BEGIN
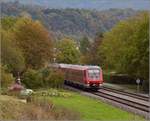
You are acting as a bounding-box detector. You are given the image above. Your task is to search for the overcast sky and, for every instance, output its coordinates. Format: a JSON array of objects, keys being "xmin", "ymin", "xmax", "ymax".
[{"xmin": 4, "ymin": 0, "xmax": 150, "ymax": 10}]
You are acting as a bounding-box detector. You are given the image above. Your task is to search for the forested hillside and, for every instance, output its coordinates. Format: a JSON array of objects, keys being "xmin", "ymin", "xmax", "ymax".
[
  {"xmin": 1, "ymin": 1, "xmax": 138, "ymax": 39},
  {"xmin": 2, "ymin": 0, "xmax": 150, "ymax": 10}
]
END
Task to complete:
Can you repeat every record above exactly, apart from the pictures?

Written solution:
You are acting as a bounding-box detector. You are given the image above. Your task is to search for the overcast sky and, for every instance, output its coordinates. Format: a JSON array of objects, keys being "xmin", "ymin", "xmax", "ymax".
[{"xmin": 4, "ymin": 0, "xmax": 150, "ymax": 10}]
You are acting as a bounding-box detector. You are given the image above. Your task is to search for the forested hillside and, for every instance, output its coordinates. Format: a JSON array of objects, keys being "xmin", "ymin", "xmax", "ymax".
[
  {"xmin": 1, "ymin": 1, "xmax": 138, "ymax": 39},
  {"xmin": 2, "ymin": 0, "xmax": 150, "ymax": 10}
]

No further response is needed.